Record excerpts:
◆ ◆ ◆ ◆ ◆ ◆ ◆

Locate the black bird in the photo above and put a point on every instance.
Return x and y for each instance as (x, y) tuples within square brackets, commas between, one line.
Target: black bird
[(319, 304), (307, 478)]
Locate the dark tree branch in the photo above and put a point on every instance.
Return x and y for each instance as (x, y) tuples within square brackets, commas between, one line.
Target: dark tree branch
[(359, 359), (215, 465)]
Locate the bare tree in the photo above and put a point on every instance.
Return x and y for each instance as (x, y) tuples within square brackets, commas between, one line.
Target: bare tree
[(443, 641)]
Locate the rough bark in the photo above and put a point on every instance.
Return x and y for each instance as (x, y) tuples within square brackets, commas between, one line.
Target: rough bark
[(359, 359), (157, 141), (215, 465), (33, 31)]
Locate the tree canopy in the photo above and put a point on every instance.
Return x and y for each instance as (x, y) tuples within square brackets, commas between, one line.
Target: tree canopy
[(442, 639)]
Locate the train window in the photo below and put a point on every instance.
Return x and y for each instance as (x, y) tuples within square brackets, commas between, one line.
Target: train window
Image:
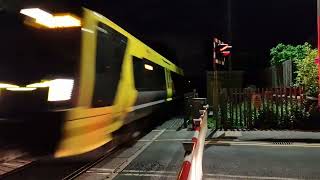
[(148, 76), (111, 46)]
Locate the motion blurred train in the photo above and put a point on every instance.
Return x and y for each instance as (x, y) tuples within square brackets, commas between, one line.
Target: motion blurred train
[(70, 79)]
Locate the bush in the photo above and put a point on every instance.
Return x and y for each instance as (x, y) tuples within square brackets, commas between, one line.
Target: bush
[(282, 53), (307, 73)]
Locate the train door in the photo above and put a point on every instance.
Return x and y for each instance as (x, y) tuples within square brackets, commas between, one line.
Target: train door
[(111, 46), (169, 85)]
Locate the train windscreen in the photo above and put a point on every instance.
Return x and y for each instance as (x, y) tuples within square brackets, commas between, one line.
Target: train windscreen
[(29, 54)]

◆ ◆ ◆ ◆ ◆ ◆ ◆

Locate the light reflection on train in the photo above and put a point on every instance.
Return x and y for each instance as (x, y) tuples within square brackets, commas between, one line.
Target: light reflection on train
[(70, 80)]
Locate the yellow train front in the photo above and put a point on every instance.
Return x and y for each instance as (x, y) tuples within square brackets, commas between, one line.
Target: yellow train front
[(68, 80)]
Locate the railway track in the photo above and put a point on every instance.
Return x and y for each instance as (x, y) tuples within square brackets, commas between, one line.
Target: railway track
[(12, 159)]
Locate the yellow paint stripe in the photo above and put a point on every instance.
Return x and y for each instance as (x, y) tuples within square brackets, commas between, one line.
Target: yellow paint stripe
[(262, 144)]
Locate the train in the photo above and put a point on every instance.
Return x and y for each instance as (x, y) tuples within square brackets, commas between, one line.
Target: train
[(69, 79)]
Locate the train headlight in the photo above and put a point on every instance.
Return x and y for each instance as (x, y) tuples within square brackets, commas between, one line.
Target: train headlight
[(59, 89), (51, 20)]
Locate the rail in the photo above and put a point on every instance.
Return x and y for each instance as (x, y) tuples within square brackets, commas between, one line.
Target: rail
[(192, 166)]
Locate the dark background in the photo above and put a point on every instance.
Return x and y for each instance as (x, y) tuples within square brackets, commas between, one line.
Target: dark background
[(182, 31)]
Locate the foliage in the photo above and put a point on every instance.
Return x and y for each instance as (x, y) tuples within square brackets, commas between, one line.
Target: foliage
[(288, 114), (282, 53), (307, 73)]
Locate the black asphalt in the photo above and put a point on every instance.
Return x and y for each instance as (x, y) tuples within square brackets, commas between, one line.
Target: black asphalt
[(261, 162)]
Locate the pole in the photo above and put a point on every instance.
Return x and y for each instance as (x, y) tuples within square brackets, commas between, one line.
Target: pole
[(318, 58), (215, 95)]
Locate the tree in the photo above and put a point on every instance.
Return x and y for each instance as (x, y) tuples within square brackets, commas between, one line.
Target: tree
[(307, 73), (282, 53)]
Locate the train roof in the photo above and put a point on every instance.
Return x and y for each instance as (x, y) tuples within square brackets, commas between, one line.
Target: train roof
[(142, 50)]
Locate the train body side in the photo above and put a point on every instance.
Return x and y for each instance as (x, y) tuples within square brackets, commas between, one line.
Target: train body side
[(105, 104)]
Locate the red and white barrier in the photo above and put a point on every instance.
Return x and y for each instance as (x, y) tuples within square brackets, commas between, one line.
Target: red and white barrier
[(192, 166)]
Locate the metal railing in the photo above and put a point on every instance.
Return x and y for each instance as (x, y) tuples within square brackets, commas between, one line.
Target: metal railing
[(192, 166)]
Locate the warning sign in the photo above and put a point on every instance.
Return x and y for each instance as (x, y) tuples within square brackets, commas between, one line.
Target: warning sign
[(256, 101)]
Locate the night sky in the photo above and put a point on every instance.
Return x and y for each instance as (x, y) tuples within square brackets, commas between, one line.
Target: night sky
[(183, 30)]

◆ ◆ ◆ ◆ ◆ ◆ ◆

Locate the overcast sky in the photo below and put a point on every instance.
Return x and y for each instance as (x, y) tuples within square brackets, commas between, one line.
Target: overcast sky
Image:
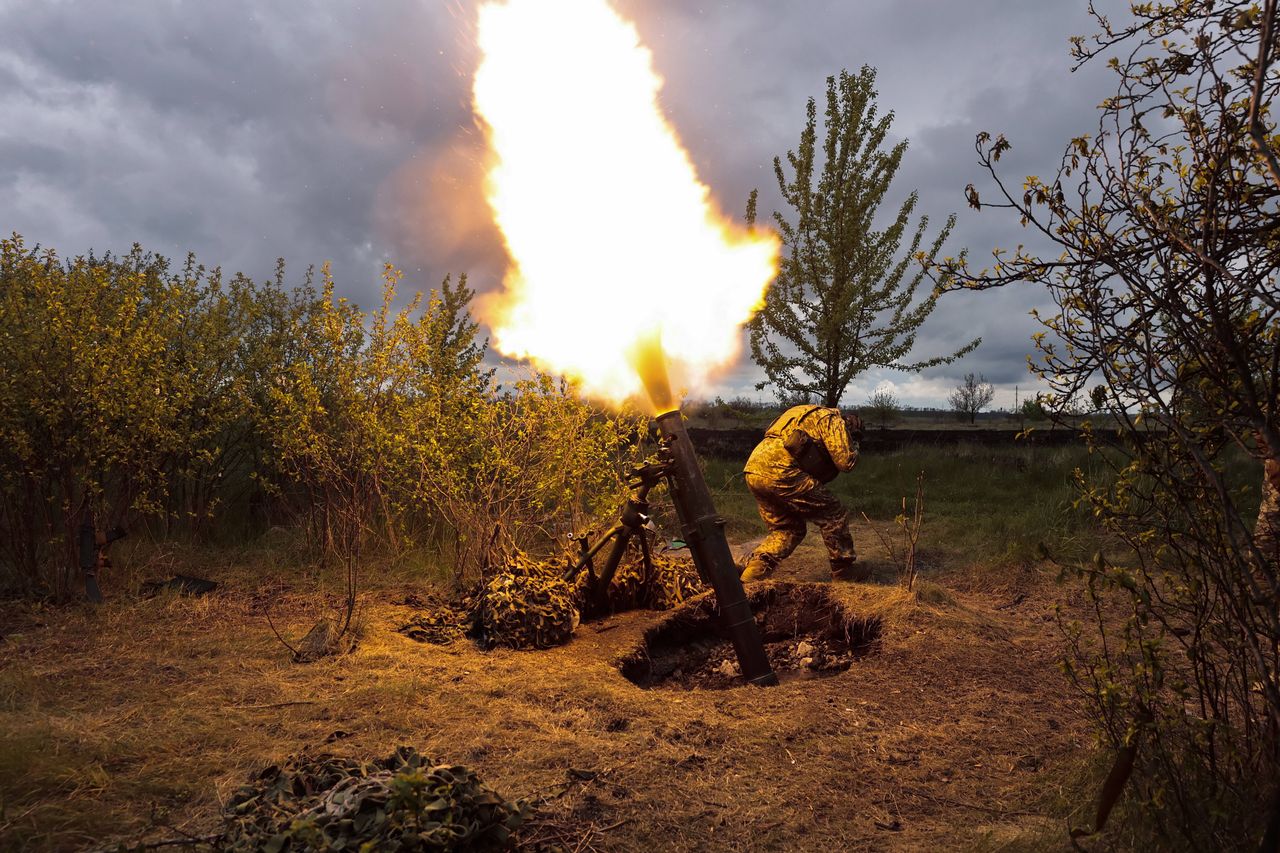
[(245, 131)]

◆ ◆ ◆ ◆ ◆ ◆ ◆

Render the data above as a two-column CSV with the headers instruction and answer. Begin at the line that has "Locate the black asphalt" and stop after the line that has "[(318, 58), (215, 95)]". Give one row per instruction, with the instruction text and its answer each in a single quoted field and line breaks turned into spaces.

Final result:
instruction,answer
"Locate the black asphalt in the photo above and put a point on every instance. Return x and y for each instance as (x, y) tuples within square brackets, commas between, one line. Target: black asphalt","[(261, 162)]"
"Locate the pole in the photo above and put a point on every instance. Return x and y for each instance as (x, y) tuples within square brackets, commas between, one line. Target: pole","[(318, 58), (215, 95)]"